■ Task to carry out ■
Copy the records word for word. Pictures do not go in.
[Opening Available data section]
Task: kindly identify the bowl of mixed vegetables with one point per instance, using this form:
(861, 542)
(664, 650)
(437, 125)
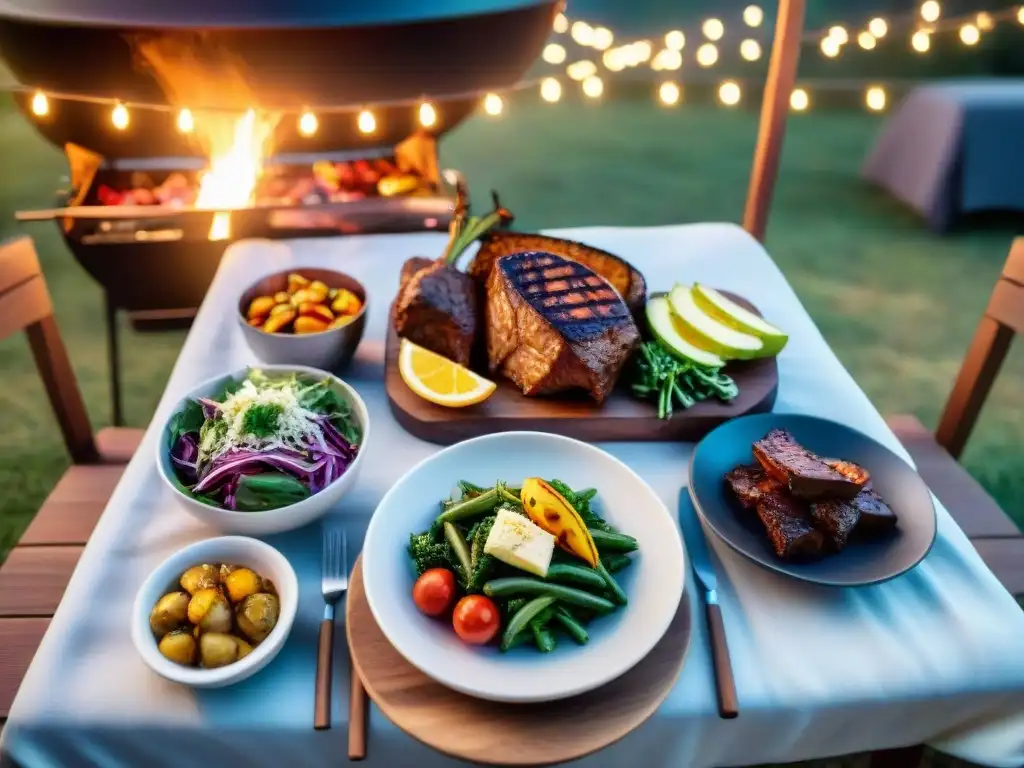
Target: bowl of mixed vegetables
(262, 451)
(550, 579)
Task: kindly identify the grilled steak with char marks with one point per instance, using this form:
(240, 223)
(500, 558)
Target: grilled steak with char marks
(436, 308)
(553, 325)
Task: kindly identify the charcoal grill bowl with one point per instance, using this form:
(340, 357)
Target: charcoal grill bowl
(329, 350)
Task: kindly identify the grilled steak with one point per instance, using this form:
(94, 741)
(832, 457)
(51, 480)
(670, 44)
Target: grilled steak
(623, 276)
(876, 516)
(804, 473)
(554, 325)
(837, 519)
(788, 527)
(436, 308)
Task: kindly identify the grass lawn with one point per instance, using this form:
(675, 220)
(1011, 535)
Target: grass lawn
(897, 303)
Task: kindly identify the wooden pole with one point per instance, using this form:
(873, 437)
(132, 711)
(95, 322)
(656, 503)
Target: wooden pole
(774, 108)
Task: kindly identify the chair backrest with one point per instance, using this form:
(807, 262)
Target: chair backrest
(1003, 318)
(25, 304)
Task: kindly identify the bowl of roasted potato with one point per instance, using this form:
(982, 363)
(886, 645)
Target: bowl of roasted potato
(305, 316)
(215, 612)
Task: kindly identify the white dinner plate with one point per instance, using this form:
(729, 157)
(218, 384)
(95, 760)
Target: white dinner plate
[Closing Available data section]
■ Exercise answer ■
Task: kindly identify the bowl of mixed vegetables with one point per instance, using this form:
(861, 542)
(664, 650)
(437, 125)
Target: bowl of mixed vegetables
(262, 451)
(550, 579)
Task: kindly identify the grilled steak with char marks with one point per instance, using this form:
(240, 223)
(500, 558)
Target: grilled steak with char marks
(436, 308)
(553, 325)
Task: kindly identify the charcoal grill bowl with one point per instance, using this form:
(340, 357)
Target: charcoal grill bowl
(329, 350)
Task: kindly identify the grilled steak with one point per instance, using this form:
(94, 741)
(832, 457)
(51, 480)
(670, 44)
Target: grilled steak
(623, 276)
(876, 516)
(804, 473)
(554, 325)
(837, 519)
(788, 527)
(436, 308)
Task: kindly identify the grass lawn with one point per instance, using this form:
(675, 220)
(1011, 535)
Target: grass lawn
(897, 303)
Task: kindly identify the wooden pole with one point per instance, using this form:
(873, 437)
(132, 711)
(95, 322)
(656, 503)
Target: wooden pole
(774, 108)
Task: kindly identify the chair backrest with one point per instance, using this form:
(807, 262)
Target: chair backrest
(1003, 318)
(25, 304)
Task: kindly identify the bowl of roasted potato with one point per instance, using this form:
(982, 363)
(886, 645)
Target: bowl of roasted potato
(305, 316)
(215, 612)
Task: kindly identify the white dinner plate with one point per instance, using this form:
(729, 157)
(218, 384)
(95, 760)
Target: white dinner plate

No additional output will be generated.